▶ **EXERCISE DESCRIPTION**
Lay out the part of the records that opens with the line containing "foreground in this photo." and closes with the line containing "(1154, 805)" as a Markdown table with the columns No. and Entry, giving each line its own numbered row and skipping blank lines.

=-=-=

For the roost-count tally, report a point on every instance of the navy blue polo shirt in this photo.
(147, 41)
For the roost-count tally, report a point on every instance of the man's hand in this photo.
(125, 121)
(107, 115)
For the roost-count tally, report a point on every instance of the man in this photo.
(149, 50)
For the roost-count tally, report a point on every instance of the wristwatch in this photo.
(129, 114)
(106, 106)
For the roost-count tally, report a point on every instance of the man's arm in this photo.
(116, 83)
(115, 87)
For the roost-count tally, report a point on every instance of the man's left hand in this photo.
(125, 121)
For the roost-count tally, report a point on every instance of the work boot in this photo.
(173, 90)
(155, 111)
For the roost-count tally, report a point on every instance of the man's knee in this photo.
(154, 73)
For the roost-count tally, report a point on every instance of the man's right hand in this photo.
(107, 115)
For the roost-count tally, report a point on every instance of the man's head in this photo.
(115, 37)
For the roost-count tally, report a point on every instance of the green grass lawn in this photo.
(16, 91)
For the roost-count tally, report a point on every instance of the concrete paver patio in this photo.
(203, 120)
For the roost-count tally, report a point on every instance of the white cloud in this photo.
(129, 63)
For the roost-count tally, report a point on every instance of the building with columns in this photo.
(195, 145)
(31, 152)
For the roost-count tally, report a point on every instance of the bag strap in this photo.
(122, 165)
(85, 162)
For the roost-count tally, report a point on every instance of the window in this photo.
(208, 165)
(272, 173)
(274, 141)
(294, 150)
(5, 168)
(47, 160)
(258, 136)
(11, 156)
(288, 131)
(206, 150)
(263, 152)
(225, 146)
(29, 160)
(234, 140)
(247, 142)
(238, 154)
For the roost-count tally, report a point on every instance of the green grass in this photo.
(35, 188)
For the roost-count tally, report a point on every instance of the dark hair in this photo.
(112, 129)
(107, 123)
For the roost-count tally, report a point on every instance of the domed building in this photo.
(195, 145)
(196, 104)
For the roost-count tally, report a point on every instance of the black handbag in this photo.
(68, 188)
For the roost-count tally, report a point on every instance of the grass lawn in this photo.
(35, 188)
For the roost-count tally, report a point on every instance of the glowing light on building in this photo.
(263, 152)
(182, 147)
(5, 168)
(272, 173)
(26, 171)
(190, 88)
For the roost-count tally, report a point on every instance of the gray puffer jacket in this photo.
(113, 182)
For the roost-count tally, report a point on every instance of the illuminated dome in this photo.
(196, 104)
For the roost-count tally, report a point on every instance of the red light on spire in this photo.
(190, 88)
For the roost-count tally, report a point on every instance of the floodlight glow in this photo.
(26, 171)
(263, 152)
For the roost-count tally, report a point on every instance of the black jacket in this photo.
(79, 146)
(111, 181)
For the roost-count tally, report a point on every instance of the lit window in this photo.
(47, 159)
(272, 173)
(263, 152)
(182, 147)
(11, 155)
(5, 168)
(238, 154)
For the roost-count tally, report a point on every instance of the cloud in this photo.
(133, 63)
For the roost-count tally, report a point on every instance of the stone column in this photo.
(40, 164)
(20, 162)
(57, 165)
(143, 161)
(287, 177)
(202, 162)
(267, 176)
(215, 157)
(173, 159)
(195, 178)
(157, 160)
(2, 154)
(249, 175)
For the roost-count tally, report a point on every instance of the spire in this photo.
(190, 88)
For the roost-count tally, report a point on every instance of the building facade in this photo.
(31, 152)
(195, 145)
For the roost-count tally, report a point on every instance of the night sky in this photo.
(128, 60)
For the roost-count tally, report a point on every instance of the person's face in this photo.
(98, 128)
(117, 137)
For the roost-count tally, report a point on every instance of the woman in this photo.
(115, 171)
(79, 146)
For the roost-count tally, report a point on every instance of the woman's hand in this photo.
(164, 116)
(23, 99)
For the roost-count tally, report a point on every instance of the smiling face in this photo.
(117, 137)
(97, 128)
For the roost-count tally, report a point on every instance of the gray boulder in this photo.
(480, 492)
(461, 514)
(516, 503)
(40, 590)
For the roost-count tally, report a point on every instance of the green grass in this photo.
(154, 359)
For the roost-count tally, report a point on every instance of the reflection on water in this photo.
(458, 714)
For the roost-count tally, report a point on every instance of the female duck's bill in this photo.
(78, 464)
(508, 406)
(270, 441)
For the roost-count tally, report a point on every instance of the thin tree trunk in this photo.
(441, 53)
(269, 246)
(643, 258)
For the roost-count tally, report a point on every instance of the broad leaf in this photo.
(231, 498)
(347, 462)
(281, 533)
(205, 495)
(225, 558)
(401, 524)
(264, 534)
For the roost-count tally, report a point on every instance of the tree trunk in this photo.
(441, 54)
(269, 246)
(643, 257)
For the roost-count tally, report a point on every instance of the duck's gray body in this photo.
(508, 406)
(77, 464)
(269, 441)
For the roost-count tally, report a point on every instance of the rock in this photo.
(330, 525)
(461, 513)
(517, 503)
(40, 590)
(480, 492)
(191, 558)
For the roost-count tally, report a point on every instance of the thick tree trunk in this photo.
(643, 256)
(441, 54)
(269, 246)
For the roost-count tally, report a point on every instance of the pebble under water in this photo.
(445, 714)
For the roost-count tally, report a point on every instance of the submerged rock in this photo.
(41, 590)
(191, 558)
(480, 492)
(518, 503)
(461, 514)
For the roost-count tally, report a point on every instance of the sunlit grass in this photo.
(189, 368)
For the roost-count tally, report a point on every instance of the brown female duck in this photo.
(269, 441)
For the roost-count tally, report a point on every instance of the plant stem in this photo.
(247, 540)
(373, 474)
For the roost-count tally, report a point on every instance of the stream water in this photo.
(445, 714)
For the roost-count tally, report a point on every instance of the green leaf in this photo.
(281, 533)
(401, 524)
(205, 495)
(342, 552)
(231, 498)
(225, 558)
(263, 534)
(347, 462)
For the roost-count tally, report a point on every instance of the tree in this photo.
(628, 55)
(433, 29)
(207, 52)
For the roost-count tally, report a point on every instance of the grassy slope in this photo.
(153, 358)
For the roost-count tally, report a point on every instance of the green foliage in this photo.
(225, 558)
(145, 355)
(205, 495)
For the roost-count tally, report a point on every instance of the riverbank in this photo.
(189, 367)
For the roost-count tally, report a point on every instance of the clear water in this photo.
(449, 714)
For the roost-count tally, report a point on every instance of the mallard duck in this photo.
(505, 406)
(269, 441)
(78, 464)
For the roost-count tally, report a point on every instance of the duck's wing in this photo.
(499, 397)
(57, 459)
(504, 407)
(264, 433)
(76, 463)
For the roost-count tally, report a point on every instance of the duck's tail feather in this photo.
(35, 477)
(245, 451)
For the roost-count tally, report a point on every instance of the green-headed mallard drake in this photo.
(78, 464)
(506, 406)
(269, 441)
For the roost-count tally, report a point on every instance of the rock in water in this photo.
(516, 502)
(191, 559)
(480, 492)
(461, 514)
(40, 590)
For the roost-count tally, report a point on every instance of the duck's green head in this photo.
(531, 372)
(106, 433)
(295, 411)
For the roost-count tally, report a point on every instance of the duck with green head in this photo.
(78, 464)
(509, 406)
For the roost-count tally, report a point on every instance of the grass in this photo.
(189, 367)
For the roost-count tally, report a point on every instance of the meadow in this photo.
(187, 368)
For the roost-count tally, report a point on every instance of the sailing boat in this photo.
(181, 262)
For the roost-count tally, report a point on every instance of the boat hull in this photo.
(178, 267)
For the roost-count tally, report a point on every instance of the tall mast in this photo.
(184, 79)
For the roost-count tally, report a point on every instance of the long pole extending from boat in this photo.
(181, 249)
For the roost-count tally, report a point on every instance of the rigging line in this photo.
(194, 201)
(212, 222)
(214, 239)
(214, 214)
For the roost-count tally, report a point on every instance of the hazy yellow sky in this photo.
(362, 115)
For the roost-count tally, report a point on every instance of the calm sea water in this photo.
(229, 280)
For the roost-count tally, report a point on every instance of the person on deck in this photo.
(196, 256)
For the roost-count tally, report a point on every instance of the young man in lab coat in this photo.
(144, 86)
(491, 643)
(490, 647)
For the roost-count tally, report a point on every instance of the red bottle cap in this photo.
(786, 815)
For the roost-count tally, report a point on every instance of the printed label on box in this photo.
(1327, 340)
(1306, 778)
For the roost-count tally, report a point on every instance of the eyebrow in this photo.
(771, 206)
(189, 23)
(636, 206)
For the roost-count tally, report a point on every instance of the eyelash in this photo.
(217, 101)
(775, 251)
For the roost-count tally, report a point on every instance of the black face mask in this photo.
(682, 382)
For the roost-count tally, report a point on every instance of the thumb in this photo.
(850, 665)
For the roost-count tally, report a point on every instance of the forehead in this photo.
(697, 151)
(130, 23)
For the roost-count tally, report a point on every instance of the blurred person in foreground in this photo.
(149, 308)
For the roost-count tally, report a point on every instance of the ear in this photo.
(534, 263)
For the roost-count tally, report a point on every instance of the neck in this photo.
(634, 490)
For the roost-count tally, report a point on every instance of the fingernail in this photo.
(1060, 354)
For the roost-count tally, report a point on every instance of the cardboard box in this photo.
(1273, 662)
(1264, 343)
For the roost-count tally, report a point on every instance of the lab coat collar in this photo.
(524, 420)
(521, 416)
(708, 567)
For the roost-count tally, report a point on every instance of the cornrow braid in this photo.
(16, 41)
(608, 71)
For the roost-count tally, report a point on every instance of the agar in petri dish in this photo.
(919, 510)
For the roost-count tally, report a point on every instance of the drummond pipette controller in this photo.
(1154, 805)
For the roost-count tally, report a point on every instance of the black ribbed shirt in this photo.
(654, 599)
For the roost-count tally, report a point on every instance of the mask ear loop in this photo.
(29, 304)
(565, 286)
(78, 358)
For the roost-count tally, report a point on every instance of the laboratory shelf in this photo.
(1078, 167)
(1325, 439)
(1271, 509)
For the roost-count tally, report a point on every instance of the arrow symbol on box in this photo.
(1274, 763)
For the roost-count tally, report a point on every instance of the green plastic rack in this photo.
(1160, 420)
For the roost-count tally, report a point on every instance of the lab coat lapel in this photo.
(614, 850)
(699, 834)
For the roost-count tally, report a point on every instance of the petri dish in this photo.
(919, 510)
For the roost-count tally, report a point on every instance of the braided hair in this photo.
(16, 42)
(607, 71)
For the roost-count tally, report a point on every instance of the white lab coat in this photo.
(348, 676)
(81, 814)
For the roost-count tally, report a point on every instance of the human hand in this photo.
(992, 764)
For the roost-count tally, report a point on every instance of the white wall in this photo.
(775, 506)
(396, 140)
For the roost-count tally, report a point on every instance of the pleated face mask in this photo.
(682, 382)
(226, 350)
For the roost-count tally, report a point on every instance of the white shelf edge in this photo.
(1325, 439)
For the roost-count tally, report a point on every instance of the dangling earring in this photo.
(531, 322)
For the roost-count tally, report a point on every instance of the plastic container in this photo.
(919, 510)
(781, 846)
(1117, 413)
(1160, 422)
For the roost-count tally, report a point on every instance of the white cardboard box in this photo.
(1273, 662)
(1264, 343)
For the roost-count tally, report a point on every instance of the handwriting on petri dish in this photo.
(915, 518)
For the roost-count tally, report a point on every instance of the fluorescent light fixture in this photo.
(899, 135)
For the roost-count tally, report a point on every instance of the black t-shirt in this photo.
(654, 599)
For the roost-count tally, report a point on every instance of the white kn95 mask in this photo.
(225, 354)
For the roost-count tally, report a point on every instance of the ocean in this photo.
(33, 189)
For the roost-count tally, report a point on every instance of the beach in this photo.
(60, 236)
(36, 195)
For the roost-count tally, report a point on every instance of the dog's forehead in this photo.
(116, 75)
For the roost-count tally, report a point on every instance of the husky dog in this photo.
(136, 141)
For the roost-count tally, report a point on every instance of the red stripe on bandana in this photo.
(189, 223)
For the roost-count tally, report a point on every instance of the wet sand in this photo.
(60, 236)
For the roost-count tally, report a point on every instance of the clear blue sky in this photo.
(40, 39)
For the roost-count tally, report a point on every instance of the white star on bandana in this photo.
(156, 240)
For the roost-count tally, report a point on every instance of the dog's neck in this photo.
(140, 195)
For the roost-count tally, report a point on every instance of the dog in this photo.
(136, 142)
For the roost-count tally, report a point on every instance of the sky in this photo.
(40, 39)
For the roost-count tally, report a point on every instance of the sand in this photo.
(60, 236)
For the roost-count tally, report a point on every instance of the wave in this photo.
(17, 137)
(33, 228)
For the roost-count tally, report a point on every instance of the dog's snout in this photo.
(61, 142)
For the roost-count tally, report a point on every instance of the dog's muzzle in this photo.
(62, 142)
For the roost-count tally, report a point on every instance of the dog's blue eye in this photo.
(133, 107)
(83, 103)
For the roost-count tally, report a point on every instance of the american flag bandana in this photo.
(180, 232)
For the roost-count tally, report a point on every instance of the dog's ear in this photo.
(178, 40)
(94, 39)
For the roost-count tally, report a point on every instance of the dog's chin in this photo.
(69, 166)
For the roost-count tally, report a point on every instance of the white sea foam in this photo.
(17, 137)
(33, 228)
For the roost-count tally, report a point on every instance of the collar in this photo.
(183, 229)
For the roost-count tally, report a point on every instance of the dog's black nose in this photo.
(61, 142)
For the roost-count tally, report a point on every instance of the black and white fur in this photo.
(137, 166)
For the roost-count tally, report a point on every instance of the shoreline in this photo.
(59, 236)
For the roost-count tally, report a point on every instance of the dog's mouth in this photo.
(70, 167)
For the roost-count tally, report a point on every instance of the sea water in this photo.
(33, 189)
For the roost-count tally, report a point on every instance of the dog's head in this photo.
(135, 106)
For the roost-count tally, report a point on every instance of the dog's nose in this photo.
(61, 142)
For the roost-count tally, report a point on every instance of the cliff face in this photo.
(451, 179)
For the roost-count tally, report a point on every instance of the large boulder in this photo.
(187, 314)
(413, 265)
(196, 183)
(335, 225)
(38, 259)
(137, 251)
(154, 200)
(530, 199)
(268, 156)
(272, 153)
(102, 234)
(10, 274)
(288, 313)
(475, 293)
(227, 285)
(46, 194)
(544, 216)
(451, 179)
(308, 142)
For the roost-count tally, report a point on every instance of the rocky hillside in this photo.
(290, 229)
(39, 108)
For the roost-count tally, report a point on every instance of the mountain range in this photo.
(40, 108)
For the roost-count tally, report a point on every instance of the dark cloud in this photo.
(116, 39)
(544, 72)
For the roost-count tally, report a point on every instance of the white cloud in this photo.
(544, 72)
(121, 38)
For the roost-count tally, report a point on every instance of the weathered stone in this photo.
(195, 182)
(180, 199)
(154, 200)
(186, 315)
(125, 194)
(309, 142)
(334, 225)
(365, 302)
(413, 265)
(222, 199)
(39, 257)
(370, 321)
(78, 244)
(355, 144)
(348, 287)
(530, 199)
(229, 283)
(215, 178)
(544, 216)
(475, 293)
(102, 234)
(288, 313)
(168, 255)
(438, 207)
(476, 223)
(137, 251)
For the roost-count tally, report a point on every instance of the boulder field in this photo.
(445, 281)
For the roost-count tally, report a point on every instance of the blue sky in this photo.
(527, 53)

=-=-=

▶ **TASK RESULT**
| No. | Entry |
|---|---|
| 1 | For the roost-count tally, report a point on every instance of the blurred person in foreground in this photo. |
| 2 | (149, 308) |
| 3 | For the roost-count tally, report a point on every instance of the ear in this photo. |
| 4 | (534, 263) |
| 5 | For the roost-count tally, report a point on every instance of the neck in this photo. |
| 6 | (634, 490) |
| 7 | For the roost-count tally, report a point on every instance of the fingernail in this photo. |
| 8 | (1060, 354) |
| 9 | For the roost-count tally, report a point on every instance of the cardboard box in this photo. |
| 10 | (1273, 662) |
| 11 | (1264, 343) |
| 12 | For the roost-count tally, report a point on every instance of the lab coat collar in this photo. |
| 13 | (524, 420) |
| 14 | (521, 416) |
| 15 | (708, 567) |
| 16 | For the roost-count tally, report a point on every instance of the cornrow braid in this photo. |
| 17 | (16, 41) |
| 18 | (608, 71) |
| 19 | For the roost-count tally, report a point on every instance of the agar in petri dish in this photo. |
| 20 | (919, 510) |
| 21 | For the roost-count tally, report a point on every instance of the drummond pipette controller in this photo. |
| 22 | (1154, 805) |